* Source passage *
With the shipping industry responsible for carrying around 90% of global trade, you can imagine the many vessels on passage at this very moment, carrying different kinds of cargo around the world. But what is the key to successfully navigating a ship from A to B? A big part of the answer lies in proper passage planning. 
Compass aboard a ship on a blue summer sea.

A thorough passage plan must adopt Bridge Management Practices and follow SOLAS Chapter 5 (regulation 27 and 34), the STCW convention, and the associated IMO guidelines (resolution A.893(21)). There are publications such as the ICS Bridge Procedures Guide that help to explain voyage planning and checklists. Furthermore, the ISM Code and the SMS formally incorporate the voyage planning processes for the vessel and are audited regularly for compliance. Navigation deficiencies connected with passage planning are one of the more frequent matters raised during port state inspections.

Ship owners, ship operators, and masters should be aware of the possible consequences arising from inadequate passage planning in terms of losses, such as groundings and pollution, and the legal implications of pre-voyage negligence, as reliance on an unsafe voyage plan can in some circumstances render the vessel unseaworthy in law. The well-known court case CMA CGM Libra recently highlighted the importance of proper passage planning.

* Data excerpts *
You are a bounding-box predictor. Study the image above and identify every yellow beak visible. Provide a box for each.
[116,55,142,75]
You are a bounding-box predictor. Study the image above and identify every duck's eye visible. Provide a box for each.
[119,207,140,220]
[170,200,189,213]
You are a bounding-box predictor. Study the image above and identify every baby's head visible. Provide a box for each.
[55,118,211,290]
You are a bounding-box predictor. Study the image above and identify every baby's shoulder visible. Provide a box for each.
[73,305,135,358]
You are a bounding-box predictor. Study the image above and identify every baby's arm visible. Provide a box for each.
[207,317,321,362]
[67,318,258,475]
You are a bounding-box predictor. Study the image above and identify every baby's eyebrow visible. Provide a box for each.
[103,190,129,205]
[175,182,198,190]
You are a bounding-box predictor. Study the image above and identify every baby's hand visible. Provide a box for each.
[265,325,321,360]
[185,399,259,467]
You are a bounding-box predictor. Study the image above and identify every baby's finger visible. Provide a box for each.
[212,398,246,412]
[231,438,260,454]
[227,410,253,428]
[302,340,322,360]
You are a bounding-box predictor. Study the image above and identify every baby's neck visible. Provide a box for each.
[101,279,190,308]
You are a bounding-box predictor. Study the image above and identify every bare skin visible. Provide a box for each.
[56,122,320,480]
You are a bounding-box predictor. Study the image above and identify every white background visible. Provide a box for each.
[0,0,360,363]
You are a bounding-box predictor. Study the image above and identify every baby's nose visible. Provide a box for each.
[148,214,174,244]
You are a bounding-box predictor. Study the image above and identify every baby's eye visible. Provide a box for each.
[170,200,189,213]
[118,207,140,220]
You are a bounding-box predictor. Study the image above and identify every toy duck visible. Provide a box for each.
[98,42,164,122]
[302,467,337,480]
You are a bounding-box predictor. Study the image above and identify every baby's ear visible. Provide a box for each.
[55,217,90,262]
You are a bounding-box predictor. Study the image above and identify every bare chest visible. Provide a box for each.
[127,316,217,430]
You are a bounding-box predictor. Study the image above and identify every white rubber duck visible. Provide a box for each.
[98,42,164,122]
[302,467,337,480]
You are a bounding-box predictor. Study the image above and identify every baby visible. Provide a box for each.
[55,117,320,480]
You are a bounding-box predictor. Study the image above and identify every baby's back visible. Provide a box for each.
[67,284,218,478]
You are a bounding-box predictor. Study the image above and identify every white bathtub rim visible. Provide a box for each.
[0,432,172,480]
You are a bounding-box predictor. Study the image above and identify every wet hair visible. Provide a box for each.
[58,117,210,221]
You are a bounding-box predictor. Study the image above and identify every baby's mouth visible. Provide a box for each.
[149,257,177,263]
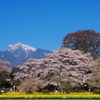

* Problem details *
Using the text on ship passage planning, answer:
(a) What share of global trade does the shipping industry carry?
(b) Which IMO resolution do the associated guidelines come from?
(c) Which court case recently highlighted the importance of proper passage planning?

* Final answer *
(a) Around 90%
(b) Resolution A.893(21)
(c) CMA CGM Libra